:: GIVEN PROBLEM ::
Reproduce word for word the part of the WFC3/IR dataset description below that runs from "The HUDF WFC3/IR" up to and including "aperture of ~0.11 arcsec².".

:: SELECTION ::
——

The GOODS-ERS WFC3/IR dataset (HST Programme ID 11359) covers ~40 sq. arcmin. in the Y₀₉₈, J₁₂₅, H₁₆₀ filters. It is made of ten contiguous pointings in the GOODS-South field observed during 60 HST orbits, for a total of 4800–5400 s per pointing and filter. The astrometry of WFC3 ERS images was bound to the GOODS-S v2.0 z band (Giavalisco et al. 2004). The limiting magnitudes are Y = 27.3, J = 27.4, and H = 27.4 at 5σ in an area of ~0.11 arcsec² (corresponding to 2FWHM).

The HUDF WFC3/IR dataset (HST Programme ID 11563) is a total of 60 HST orbits in a single pointing of 4.7 sq. arcmin. (e.g. Oesch et al. 2010; Bouwens et al. 2010a) in three broad-band filters (16 orbits in Y₁₀₅, 16 in J₁₂₅, and 28 in H₁₆₀). The HUDF images were reduced in the same way as the ERS ones, and they were astrometrically matched using the ACS HUDF sources. For the Y₁₀₅ filter, we selected a subset of seven visits out of nine that were not badly affected by persistence from bright sources. The magnitude limits of HUDF WFC3 observations are Y = 29.0, J = 29.2, and H = 29.2 total magnitudes for point like sources at 5σ in an aperture of ~0.11 arcsec².

——

[Source records]

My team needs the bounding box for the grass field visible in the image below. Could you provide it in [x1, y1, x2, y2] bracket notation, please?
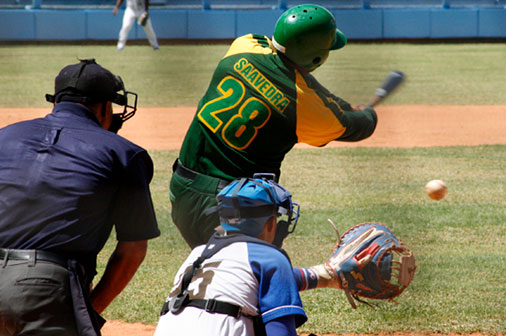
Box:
[0, 43, 506, 334]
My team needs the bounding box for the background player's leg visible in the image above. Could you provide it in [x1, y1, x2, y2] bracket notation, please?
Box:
[118, 7, 135, 50]
[143, 18, 158, 50]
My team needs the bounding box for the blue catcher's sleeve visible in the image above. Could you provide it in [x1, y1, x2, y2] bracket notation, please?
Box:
[248, 243, 307, 327]
[265, 315, 297, 336]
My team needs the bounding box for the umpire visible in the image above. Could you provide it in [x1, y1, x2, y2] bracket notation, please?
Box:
[0, 59, 160, 335]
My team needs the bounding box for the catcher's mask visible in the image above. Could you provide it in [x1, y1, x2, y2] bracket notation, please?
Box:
[46, 59, 137, 133]
[272, 5, 347, 71]
[216, 177, 299, 247]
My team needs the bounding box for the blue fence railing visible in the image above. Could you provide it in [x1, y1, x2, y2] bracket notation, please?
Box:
[0, 0, 506, 10]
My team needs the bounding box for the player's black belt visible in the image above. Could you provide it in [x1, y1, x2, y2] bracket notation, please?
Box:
[161, 298, 241, 318]
[172, 159, 230, 189]
[0, 248, 68, 267]
[186, 299, 241, 317]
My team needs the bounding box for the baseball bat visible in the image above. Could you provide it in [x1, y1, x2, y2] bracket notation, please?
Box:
[369, 70, 406, 106]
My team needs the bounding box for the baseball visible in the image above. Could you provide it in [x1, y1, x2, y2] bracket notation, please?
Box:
[425, 180, 448, 201]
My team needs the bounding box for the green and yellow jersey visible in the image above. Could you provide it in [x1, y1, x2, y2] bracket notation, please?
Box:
[179, 34, 377, 180]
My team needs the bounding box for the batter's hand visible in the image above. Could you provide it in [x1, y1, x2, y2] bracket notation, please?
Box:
[137, 12, 149, 27]
[353, 104, 367, 112]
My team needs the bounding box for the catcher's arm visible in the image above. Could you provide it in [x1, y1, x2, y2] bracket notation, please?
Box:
[294, 220, 416, 308]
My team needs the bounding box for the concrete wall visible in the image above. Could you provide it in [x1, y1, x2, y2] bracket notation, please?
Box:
[0, 8, 506, 41]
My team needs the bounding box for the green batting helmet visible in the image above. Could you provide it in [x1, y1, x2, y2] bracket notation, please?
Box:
[272, 5, 346, 71]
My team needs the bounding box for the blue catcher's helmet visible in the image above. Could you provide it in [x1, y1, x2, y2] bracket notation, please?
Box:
[216, 178, 299, 237]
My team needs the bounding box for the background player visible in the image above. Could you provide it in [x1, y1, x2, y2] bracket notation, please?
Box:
[112, 0, 159, 51]
[0, 60, 160, 335]
[155, 178, 307, 336]
[170, 5, 377, 247]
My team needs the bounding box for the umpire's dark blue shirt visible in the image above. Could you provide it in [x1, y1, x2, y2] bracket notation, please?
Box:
[0, 102, 160, 272]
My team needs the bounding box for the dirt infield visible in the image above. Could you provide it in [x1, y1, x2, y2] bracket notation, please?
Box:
[0, 105, 506, 336]
[0, 105, 506, 149]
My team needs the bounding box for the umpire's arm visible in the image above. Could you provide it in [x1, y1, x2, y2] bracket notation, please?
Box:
[90, 240, 148, 314]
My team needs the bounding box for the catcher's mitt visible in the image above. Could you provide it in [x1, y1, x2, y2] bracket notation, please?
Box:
[325, 223, 416, 308]
[137, 12, 149, 27]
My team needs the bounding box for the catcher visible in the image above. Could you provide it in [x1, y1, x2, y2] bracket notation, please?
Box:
[155, 175, 415, 336]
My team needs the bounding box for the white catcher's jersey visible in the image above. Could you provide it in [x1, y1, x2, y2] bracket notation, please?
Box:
[155, 242, 307, 336]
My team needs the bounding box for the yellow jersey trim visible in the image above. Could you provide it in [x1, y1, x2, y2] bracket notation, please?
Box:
[295, 71, 346, 146]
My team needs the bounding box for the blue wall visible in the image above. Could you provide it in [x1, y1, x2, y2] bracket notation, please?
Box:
[0, 8, 506, 41]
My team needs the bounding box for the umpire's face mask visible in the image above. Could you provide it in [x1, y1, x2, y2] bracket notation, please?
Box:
[109, 84, 137, 133]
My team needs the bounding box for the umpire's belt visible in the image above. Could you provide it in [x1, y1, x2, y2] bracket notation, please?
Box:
[0, 248, 68, 268]
[172, 159, 230, 189]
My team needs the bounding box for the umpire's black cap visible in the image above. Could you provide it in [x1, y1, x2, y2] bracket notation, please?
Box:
[46, 59, 127, 105]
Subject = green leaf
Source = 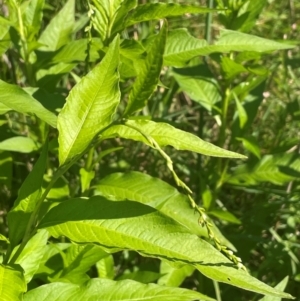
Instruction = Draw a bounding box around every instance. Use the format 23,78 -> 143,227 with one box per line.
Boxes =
0,234 -> 9,243
233,92 -> 248,129
164,28 -> 210,67
0,23 -> 13,56
0,136 -> 38,154
221,56 -> 248,79
0,102 -> 11,115
172,65 -> 221,111
0,80 -> 56,128
8,140 -> 48,248
235,136 -> 261,159
96,254 -> 115,279
39,196 -> 291,300
164,28 -> 294,67
102,120 -> 245,158
35,38 -> 103,69
124,22 -> 167,115
58,37 -> 120,165
24,278 -> 214,301
125,2 -> 215,27
79,168 -> 95,192
213,29 -> 295,52
0,152 -> 13,189
95,171 -> 235,250
259,276 -> 289,301
112,0 -> 138,35
157,261 -> 195,287
38,0 -> 75,51
91,0 -> 124,43
0,264 -> 26,301
37,63 -> 77,92
59,245 -> 107,284
16,229 -> 48,283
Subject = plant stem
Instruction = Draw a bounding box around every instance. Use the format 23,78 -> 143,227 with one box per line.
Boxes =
6,162 -> 73,264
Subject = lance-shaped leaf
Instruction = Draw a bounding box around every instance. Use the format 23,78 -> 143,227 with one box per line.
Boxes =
39,196 -> 291,298
212,29 -> 295,52
259,276 -> 289,301
57,37 -> 120,165
102,120 -> 246,158
0,136 -> 38,153
164,28 -> 294,67
92,0 -> 124,42
0,264 -> 26,301
16,229 -> 48,283
0,80 -> 56,128
124,22 -> 167,115
125,2 -> 216,27
24,278 -> 215,301
95,171 -> 235,250
8,144 -> 48,248
59,244 -> 108,284
157,261 -> 195,287
38,0 -> 75,51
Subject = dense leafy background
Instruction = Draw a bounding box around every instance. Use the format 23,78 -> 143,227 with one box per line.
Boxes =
0,0 -> 300,301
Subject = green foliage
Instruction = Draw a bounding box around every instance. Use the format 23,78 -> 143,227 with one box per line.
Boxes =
0,0 -> 300,301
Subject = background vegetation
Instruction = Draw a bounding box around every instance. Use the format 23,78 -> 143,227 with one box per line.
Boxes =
0,0 -> 300,301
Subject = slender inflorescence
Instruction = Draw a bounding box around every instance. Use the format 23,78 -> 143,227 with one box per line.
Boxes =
125,120 -> 247,271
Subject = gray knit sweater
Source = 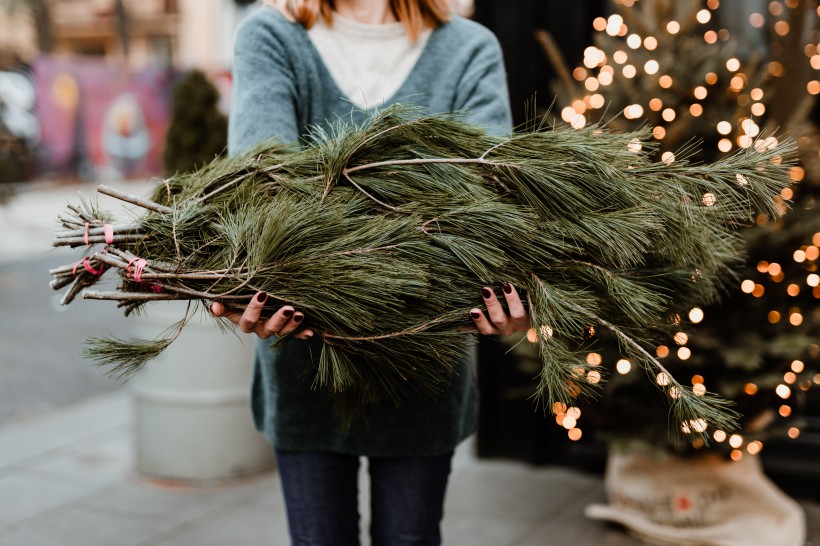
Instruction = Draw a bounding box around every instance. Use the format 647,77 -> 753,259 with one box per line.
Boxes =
228,8 -> 511,456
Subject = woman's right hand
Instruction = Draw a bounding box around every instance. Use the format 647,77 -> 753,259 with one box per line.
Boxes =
211,292 -> 313,339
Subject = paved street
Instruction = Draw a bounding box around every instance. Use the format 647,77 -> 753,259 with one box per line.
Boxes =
0,183 -> 820,546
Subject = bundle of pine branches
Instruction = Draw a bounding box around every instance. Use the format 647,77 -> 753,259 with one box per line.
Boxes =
52,107 -> 793,433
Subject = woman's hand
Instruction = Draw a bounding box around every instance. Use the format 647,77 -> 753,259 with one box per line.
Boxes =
211,292 -> 313,339
470,282 -> 530,336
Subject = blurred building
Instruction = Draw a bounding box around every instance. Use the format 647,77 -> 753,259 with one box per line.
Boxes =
0,0 -> 253,70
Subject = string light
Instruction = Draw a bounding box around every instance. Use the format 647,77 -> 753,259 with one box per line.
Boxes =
717,121 -> 732,135
746,440 -> 763,455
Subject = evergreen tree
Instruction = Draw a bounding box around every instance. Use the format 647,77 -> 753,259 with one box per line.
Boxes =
540,0 -> 820,452
162,70 -> 228,174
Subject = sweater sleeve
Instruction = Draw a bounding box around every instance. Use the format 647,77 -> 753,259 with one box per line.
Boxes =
455,29 -> 512,135
228,8 -> 299,155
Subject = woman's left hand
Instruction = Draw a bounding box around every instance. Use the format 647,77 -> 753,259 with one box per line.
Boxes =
470,282 -> 530,336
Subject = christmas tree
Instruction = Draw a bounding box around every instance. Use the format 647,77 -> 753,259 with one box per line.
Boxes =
539,0 -> 820,459
162,70 -> 228,174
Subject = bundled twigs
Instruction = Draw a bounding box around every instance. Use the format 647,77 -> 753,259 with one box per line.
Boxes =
52,108 -> 792,435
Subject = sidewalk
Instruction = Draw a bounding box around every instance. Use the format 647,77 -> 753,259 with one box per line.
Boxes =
0,390 -> 820,546
0,390 -> 638,546
0,182 -> 820,546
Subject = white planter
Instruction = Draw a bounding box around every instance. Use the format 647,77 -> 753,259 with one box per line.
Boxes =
129,302 -> 274,481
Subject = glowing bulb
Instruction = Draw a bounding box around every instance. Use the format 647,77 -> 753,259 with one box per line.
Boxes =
605,13 -> 624,36
717,121 -> 732,135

——

:: ANSWER BELOW ::
The HUDF WFC3/IR dataset (HST Programme ID 11563) is a total of 60 HST orbits in a single pointing of 4.7 sq. arcmin. (e.g. Oesch et al. 2010; Bouwens et al. 2010a) in three broad-band filters (16 orbits in Y₁₀₅, 16 in J₁₂₅, and 28 in H₁₆₀). The HUDF images were reduced in the same way as the ERS ones, and they were astrometrically matched using the ACS HUDF sources. For the Y₁₀₅ filter, we selected a subset of seven visits out of nine that were not badly affected by persistence from bright sources. The magnitude limits of HUDF WFC3 observations are Y = 29.0, J = 29.2, and H = 29.2 total magnitudes for point like sources at 5σ in an aperture of ~0.11 arcsec².